(EXTRACTED RECORDS begins)
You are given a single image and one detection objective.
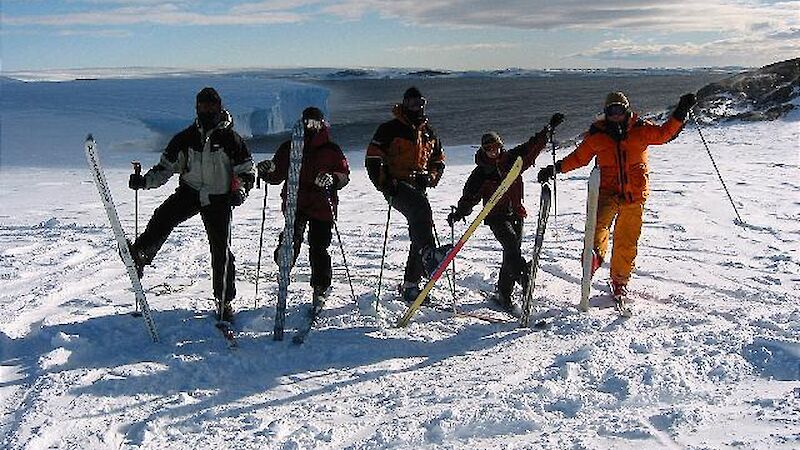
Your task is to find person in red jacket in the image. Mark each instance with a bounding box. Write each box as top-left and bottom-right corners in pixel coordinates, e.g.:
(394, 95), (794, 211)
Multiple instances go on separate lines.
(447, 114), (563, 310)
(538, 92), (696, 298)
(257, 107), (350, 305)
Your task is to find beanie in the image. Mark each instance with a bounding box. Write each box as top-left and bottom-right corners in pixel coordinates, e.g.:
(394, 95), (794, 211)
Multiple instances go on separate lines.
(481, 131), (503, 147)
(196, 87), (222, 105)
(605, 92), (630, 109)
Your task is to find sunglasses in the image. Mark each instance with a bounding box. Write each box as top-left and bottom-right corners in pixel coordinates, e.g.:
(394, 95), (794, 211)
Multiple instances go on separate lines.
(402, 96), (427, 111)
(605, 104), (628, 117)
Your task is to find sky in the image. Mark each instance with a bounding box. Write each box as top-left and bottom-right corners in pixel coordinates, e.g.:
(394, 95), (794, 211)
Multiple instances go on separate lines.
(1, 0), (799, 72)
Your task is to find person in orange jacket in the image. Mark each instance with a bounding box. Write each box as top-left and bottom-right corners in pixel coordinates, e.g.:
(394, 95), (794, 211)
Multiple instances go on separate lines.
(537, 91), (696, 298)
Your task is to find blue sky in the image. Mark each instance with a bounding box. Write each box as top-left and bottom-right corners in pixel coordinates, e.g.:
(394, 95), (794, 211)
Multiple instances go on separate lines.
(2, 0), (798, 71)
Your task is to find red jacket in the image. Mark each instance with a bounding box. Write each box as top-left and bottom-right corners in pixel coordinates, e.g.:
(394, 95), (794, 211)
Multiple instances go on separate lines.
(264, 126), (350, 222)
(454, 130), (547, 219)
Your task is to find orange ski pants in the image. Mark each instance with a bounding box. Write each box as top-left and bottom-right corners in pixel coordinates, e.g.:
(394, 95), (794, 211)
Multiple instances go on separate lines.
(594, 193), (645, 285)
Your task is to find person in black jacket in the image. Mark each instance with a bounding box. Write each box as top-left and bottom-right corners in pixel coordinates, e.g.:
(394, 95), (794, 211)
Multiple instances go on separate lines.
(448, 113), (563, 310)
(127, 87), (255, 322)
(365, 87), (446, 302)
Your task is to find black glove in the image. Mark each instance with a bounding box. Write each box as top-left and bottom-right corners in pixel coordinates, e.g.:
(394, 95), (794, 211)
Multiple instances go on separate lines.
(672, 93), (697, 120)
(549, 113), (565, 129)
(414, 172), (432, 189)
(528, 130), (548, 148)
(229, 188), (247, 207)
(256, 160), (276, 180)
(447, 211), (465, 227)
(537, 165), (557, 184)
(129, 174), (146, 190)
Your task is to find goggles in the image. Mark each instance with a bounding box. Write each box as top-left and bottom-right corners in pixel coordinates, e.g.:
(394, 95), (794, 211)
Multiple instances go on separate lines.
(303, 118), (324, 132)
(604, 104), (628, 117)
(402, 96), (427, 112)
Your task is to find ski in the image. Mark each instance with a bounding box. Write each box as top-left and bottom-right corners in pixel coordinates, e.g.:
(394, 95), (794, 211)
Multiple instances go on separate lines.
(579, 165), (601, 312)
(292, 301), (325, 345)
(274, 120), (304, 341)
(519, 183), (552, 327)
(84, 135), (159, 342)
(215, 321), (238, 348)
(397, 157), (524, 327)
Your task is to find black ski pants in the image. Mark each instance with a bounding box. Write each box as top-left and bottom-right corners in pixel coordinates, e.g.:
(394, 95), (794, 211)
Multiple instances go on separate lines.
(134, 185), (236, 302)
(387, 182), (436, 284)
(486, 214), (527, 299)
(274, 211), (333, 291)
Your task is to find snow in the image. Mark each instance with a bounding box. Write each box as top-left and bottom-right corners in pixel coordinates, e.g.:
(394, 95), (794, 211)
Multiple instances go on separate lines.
(EXTRACTED RECORDS ends)
TASK DETAILS
Make an exact copy of the records above. Keep out every picture.

EXERCISE RESPONSE
You are given a single image and one detection objective.
Your task is to find person in red jacket in the image. Mark each instance with a bounding box. Write each box as top-left and bottom-right corners in pixel coordinates, e.g.:
(394, 95), (794, 211)
Multiple instances go on separate lines.
(447, 114), (563, 310)
(538, 92), (696, 298)
(257, 107), (350, 305)
Your task is to find beanie in the image. Mark each instance with a bounding box. Write each box as top-left and bottom-right corners in pixel coordinates, e.g.:
(394, 95), (794, 211)
Multiple instances go on separate lines.
(481, 131), (503, 147)
(196, 87), (222, 105)
(605, 92), (630, 109)
Your task is to find sunglasses in the image. Mark each instance with a bounding box. Write each box as top-left and bottom-right corners in pixel coordinates, e.g.:
(394, 95), (794, 211)
Multiple instances go on separate lines.
(402, 96), (427, 111)
(605, 104), (628, 117)
Your task is to find sky in the image. Mark each instance with a bounding box. Write each box as top-left and bottom-right corners in pixel coordinates, e.g.:
(394, 95), (794, 211)
Multiple instances go on separate lines.
(1, 0), (799, 72)
Your task is to find person in orange jacket in the image. Mark each instance with a bounding box. Write each box as top-left and bottom-right corners in pixel coordinates, e.g.:
(394, 95), (794, 211)
Multiple instances go on separate lines.
(537, 91), (696, 298)
Your task is to find blue sky in the image. Mark each instance with a bounding box. Write each box as top-left and bottom-right corners in pixel coordinates, e.g.:
(394, 95), (794, 211)
Multiple instances go on separate lines.
(2, 0), (798, 71)
Your task is to find red jacket in the image. Mark each instance with a bounding box. Write each box as top-left and bottom-right corners in pixel coordinates, e.g.:
(394, 95), (794, 211)
Multiple instances go on separate lines.
(264, 126), (350, 222)
(454, 130), (547, 219)
Your task is to find orange ski pants in the image. Mark each instance with a bounding box. Write each box as top-left and bottom-right corners in pixel coordinates, e.g.:
(394, 95), (794, 211)
Multiple instances go on separate lines.
(594, 193), (645, 285)
Your task is to find person in black jacket in the image. Mark each instance with a bounding box. Write each box as top-left and bottom-right corners in pixel coordinates, e.g.:
(394, 95), (794, 211)
Multiple instances go on separate lines.
(448, 113), (563, 310)
(127, 87), (255, 322)
(365, 87), (446, 302)
Your task is to find black glove in the image. Mark each instance with a bounding box. Write each box as top-left and bottom-right corners in pixel coordinates, e.g.:
(394, 95), (794, 211)
Multiple instances go on separate lines.
(672, 93), (697, 120)
(549, 113), (565, 129)
(414, 172), (432, 189)
(528, 130), (548, 148)
(229, 188), (247, 207)
(256, 160), (276, 180)
(447, 211), (465, 227)
(537, 165), (557, 184)
(129, 174), (146, 190)
Your task is to find goggles in the image. Mark each instance with a bounding box. Write each box as top-left and bottom-right corners in pixel coordinates, e.g.:
(394, 95), (794, 211)
Multiple instances go on separate lines.
(303, 118), (324, 132)
(604, 104), (628, 117)
(402, 96), (427, 112)
Your task is to find ski in the image. Mark each instance with a bounding box. Write each box as top-left and bottom-right corners in pixel coordinates, e.g.:
(394, 95), (794, 211)
Multiple instances go on separate lines.
(579, 165), (601, 312)
(292, 301), (325, 345)
(274, 120), (304, 341)
(519, 183), (552, 327)
(84, 135), (159, 342)
(215, 321), (238, 348)
(397, 157), (524, 327)
Your task is to find black ski pants in the image. Mark each instance with a bounding box. Write each box as top-left and bottom-right corners in pixel coordinates, e.g.:
(394, 95), (794, 211)
Multiple instances go on separate lines.
(134, 185), (236, 302)
(387, 182), (436, 284)
(486, 214), (527, 299)
(274, 211), (333, 291)
Your task is to find snow in the image. Mark each instance with a bounding box. Write each box as top-left and bottom-right corners in pixel coordinates, e.g.:
(394, 95), (794, 211)
Multiple instances go on separate lines.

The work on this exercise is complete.